Exercise requirements —
Copy out, exactly, the first line of the entries below and every line after it through the one containing "# test: pointer returns one pin per instance of the curved".

------ Entries shown ------

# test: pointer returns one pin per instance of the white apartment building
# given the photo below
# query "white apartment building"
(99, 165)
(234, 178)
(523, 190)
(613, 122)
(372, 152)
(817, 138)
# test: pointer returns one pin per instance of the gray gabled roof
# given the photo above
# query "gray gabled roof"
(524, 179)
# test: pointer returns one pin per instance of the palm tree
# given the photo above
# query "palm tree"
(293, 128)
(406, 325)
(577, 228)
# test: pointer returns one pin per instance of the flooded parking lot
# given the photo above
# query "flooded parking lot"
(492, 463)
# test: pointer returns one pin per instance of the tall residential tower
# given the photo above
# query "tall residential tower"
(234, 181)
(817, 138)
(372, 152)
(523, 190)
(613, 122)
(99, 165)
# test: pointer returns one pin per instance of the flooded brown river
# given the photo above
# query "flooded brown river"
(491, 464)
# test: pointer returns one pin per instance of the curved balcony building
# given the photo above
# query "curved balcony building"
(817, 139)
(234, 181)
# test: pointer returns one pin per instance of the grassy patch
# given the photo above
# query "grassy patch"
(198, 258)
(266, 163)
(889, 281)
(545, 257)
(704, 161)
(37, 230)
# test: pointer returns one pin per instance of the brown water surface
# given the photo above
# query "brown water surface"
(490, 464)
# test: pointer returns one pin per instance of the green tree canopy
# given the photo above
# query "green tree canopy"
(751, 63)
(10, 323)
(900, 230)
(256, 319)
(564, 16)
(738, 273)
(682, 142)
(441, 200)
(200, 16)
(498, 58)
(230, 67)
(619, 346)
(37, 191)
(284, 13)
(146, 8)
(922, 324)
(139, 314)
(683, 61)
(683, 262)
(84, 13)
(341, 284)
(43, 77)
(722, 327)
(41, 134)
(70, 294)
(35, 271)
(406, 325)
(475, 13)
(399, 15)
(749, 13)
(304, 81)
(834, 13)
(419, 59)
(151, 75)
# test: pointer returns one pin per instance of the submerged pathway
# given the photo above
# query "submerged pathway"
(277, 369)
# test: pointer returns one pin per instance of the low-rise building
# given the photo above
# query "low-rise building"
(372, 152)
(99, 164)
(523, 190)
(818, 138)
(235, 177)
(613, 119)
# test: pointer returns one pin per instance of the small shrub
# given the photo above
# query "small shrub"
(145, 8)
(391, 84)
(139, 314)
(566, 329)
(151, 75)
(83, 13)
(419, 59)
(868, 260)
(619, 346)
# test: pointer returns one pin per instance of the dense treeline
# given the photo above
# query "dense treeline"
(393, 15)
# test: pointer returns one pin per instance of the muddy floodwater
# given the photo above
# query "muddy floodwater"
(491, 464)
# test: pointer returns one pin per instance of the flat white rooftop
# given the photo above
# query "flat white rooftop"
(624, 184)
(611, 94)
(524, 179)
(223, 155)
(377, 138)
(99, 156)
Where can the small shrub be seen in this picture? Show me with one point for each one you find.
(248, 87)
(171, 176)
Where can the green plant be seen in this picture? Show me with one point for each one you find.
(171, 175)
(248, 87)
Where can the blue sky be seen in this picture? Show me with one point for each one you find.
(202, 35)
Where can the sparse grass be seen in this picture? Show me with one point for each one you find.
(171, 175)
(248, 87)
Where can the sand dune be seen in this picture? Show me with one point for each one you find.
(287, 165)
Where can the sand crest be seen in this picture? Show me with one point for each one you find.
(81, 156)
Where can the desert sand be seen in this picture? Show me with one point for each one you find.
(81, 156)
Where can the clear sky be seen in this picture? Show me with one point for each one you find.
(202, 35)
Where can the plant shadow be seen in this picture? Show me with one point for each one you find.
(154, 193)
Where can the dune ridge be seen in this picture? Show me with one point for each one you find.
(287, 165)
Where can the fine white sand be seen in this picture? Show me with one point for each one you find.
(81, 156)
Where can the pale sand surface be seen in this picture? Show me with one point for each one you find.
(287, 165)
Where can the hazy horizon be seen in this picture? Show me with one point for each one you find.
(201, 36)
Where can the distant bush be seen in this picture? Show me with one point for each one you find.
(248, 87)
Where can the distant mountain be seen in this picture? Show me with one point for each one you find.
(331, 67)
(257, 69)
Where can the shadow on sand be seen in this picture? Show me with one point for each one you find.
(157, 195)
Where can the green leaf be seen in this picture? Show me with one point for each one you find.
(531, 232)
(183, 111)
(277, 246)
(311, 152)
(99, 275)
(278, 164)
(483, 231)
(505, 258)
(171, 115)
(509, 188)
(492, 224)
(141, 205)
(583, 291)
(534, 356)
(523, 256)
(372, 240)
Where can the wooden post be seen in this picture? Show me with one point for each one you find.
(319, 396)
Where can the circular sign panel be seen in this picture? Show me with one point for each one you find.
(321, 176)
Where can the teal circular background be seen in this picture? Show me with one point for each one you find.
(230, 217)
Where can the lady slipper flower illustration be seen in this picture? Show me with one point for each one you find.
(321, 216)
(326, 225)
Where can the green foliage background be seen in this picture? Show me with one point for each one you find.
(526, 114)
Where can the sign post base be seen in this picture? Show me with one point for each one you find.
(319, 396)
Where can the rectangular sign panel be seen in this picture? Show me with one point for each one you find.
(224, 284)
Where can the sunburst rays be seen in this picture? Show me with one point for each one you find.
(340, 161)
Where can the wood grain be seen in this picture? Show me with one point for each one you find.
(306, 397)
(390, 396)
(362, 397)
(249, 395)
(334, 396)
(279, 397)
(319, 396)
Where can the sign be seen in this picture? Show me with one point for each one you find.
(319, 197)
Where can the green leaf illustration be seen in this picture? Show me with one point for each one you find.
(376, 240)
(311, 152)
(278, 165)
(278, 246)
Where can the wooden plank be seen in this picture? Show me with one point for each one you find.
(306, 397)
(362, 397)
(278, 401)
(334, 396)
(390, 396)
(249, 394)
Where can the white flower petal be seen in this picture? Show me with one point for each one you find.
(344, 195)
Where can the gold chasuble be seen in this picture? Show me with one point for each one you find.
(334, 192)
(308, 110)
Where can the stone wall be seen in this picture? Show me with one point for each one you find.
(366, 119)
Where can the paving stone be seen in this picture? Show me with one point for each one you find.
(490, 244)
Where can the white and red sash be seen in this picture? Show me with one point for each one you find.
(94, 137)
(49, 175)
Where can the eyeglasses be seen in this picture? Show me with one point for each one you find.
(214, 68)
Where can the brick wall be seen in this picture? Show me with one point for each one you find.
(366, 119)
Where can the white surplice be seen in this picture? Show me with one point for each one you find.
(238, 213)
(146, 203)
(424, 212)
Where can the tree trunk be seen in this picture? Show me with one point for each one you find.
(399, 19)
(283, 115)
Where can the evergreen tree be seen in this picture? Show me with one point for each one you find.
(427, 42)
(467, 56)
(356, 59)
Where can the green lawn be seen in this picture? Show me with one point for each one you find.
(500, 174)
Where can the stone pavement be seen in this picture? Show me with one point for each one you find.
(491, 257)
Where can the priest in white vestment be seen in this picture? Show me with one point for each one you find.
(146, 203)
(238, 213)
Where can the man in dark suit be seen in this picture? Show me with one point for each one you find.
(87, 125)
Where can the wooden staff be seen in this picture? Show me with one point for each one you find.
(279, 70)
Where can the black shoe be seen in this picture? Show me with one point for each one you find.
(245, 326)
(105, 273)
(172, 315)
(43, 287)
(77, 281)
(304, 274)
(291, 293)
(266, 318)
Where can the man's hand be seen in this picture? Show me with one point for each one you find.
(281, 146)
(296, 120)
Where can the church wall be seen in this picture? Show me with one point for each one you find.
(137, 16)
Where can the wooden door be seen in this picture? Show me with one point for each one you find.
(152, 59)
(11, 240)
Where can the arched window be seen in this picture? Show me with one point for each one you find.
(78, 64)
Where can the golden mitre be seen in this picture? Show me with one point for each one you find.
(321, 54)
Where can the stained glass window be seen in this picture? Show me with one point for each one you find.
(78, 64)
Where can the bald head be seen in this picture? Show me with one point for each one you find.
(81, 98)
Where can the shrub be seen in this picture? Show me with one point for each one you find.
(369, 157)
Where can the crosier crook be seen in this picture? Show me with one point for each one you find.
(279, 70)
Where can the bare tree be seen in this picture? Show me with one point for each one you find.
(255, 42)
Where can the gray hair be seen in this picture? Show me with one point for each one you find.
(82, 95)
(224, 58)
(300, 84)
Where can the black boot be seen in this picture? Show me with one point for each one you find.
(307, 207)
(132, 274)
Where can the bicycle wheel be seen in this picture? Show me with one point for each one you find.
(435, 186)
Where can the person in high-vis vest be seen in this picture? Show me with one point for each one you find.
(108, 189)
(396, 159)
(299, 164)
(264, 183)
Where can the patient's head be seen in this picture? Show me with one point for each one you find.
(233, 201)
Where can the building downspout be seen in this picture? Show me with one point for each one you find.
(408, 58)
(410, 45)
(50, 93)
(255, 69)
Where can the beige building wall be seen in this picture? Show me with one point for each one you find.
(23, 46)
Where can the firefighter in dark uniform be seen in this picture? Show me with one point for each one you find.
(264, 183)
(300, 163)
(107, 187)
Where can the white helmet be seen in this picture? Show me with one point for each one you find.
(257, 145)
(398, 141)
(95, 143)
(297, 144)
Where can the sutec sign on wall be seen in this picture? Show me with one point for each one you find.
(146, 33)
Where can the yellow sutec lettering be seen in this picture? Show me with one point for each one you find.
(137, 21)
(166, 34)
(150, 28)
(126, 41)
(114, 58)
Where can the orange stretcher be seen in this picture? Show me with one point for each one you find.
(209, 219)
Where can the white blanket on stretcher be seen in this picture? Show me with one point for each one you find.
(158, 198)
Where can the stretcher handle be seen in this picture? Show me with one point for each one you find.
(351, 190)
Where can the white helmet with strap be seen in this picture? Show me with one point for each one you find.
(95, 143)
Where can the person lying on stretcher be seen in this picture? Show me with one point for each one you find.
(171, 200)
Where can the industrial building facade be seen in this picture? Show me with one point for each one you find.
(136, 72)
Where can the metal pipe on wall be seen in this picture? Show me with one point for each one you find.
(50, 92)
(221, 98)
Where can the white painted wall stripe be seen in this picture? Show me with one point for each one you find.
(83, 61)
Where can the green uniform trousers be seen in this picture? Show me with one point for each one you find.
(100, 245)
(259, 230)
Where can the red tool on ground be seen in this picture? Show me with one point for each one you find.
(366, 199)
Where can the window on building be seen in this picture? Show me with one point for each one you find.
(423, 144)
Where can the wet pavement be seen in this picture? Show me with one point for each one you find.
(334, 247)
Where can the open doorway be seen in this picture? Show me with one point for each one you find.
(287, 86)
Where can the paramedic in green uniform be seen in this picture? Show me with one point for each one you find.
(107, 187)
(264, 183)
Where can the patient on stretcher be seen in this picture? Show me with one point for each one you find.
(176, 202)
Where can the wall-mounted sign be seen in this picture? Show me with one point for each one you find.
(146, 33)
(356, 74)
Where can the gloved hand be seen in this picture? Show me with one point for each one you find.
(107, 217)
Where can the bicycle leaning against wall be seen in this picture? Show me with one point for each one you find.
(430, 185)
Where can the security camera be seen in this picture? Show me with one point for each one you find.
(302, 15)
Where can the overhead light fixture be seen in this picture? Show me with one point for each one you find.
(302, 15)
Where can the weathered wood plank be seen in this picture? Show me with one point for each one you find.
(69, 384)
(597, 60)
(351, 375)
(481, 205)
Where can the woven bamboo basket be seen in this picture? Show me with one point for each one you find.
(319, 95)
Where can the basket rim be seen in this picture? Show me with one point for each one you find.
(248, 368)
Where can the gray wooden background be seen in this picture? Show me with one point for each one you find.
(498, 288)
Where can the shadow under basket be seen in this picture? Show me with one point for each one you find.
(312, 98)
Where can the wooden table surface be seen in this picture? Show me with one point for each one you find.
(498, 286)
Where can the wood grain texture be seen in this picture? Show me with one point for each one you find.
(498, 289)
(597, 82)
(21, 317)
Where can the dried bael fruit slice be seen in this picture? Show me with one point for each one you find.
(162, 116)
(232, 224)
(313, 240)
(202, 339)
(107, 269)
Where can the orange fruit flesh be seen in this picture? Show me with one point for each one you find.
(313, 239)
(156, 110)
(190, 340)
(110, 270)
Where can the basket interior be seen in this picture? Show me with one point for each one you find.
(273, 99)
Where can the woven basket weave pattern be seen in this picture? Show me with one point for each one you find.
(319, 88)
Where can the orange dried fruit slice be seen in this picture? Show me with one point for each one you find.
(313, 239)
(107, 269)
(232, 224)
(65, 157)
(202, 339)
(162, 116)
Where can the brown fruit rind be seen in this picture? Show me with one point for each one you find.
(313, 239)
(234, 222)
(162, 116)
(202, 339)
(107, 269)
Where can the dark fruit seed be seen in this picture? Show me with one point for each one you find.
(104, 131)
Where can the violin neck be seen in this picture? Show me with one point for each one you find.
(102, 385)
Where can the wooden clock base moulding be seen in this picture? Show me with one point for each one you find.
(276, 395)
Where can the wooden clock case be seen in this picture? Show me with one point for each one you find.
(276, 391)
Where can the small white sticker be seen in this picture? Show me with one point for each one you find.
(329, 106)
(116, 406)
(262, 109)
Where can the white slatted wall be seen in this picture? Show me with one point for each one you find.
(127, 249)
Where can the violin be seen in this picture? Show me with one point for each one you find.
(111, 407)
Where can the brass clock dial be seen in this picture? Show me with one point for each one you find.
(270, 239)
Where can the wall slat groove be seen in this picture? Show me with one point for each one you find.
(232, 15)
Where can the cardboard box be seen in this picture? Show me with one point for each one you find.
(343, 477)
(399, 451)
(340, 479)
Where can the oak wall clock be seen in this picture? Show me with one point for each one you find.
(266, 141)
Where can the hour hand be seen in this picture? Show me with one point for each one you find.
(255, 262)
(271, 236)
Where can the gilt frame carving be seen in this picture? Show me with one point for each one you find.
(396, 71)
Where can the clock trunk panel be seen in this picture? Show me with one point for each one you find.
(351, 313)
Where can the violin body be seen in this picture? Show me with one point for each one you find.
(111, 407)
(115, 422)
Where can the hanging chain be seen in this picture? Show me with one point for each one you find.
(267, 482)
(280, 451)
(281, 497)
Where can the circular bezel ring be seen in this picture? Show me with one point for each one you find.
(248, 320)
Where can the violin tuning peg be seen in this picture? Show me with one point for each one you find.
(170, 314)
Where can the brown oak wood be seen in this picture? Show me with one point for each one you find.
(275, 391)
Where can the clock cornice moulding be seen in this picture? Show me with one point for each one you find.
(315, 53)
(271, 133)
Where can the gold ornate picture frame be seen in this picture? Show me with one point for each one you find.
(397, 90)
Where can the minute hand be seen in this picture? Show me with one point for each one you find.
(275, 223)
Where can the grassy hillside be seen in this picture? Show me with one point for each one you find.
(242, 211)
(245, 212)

------

Your solution —
# test: pointer returns one pin per instance of the white apartment building
# given the photo below
# query "white apartment building"
(99, 165)
(234, 178)
(523, 190)
(613, 122)
(372, 152)
(817, 138)
# test: pointer returns one pin per instance of the gray gabled roof
# given the photo above
# query "gray gabled roof"
(524, 179)
# test: pointer returns one pin per instance of the palm tree
# given the photo above
# query "palm tree"
(293, 128)
(406, 325)
(577, 228)
# test: pointer returns one pin per instance of the flooded parking lot
# given the photo above
# query "flooded parking lot"
(492, 463)
# test: pointer returns one pin per instance of the tall residential tower
# given the photo above
# query "tall residential tower"
(234, 181)
(817, 138)
(372, 152)
(523, 190)
(613, 122)
(99, 165)
# test: pointer returns one pin per instance of the flooded brown river
# given the photo above
# query "flooded brown river"
(491, 464)
# test: pointer returns one pin per instance of the curved balcony building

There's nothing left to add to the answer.